▶ Items
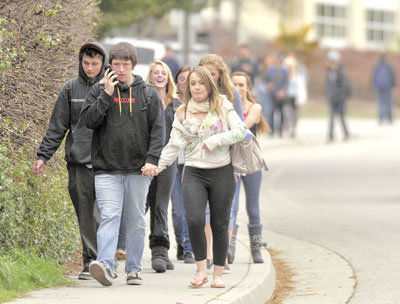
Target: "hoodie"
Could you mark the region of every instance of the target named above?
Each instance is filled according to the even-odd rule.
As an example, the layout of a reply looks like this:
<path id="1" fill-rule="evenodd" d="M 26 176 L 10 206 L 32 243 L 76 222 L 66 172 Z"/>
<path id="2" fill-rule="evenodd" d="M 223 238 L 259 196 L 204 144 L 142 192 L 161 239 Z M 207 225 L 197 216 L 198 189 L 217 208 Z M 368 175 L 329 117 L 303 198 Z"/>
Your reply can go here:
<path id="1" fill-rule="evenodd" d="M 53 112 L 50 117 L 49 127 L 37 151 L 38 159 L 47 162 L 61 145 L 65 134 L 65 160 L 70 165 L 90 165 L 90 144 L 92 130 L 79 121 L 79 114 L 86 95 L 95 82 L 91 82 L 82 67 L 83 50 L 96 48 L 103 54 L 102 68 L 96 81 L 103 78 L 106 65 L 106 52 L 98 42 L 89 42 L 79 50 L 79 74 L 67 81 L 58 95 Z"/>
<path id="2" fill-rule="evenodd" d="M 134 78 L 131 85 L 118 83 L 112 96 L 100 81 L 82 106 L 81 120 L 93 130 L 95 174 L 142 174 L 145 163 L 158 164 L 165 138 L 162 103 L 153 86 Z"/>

...

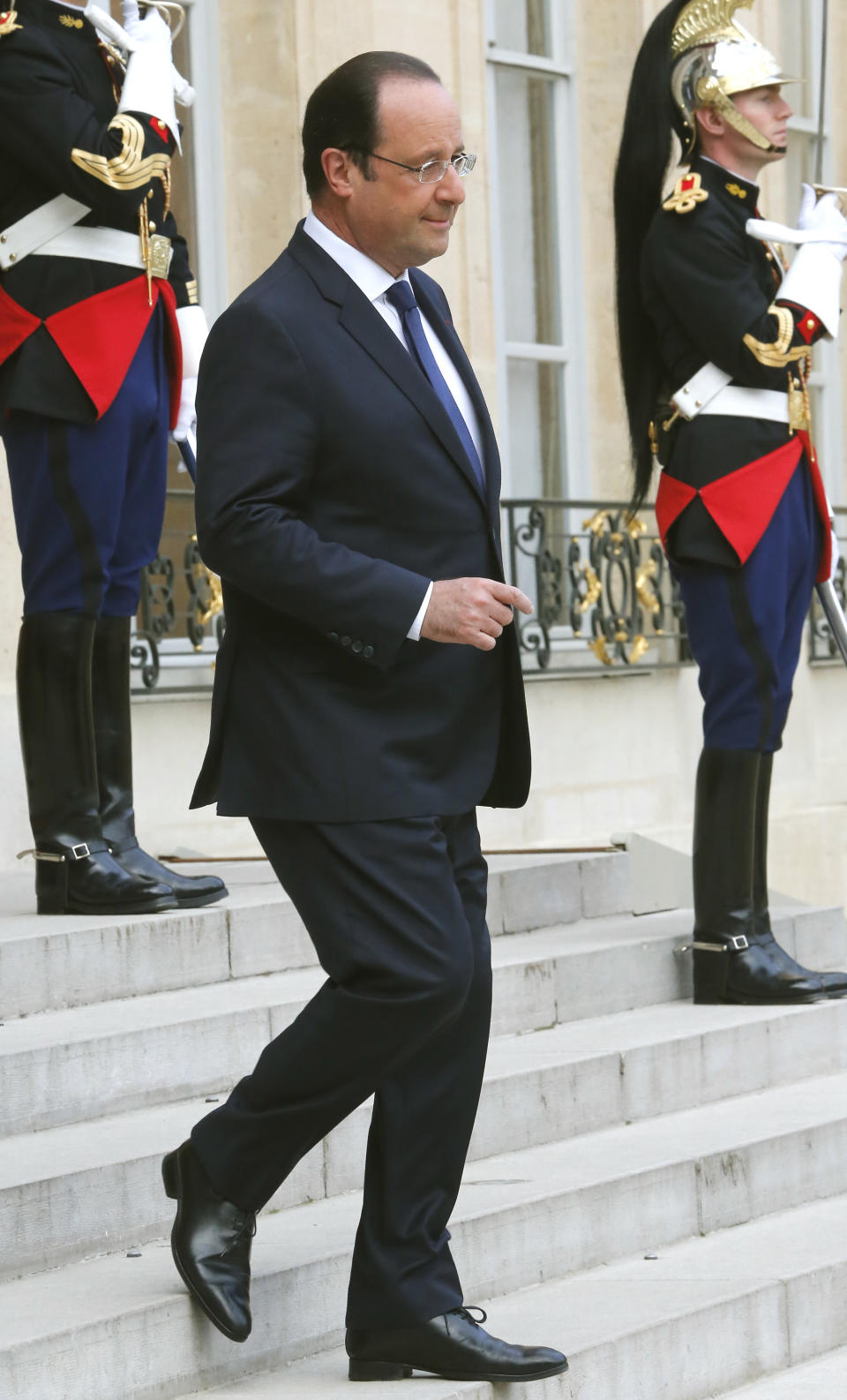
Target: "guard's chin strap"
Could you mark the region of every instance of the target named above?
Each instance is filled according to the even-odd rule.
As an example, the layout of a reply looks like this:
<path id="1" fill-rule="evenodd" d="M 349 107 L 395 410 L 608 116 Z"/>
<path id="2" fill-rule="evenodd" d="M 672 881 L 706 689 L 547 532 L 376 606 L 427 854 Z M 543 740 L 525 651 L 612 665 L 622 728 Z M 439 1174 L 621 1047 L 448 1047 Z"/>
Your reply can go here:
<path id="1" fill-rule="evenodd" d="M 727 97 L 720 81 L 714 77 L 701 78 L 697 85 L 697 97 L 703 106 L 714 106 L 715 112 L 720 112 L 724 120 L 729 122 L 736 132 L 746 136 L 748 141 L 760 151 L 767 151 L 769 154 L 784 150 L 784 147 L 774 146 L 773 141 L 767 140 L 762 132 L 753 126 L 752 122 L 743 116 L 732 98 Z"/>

==

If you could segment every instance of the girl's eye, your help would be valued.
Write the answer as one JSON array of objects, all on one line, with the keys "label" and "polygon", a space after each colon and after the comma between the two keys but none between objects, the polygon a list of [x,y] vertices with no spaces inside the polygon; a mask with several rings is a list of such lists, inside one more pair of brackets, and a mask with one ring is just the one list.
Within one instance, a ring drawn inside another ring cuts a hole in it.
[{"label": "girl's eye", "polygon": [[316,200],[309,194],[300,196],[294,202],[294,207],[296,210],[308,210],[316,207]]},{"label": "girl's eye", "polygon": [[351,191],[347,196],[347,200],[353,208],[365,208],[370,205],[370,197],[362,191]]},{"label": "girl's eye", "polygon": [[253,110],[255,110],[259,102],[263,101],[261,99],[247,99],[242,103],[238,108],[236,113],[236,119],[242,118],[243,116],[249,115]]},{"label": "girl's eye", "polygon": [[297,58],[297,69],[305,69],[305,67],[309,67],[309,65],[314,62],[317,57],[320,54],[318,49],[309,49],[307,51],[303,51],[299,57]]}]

▶ Written exercise
Please output the lines of the entries above as a JSON list of strings, one string per line and blank lines omitted, starting at the line containing "If you could" and ending at the line containing "Write the answer".

▶ Response
[
  "If you could segment every instance of the girl's eye, your help would be valued.",
  "Write the answer as one JSON array of objects, all on one line, with the keys \"label\" and \"polygon\", a space after each colon and after the comma between the two keys but none between objects, the polygon a list of [x,y] vertices with no spaces inside the polygon; a mask with several rings is a list of such lists, inside one more pair of brackets, and a mask with one ring is just the one list."
]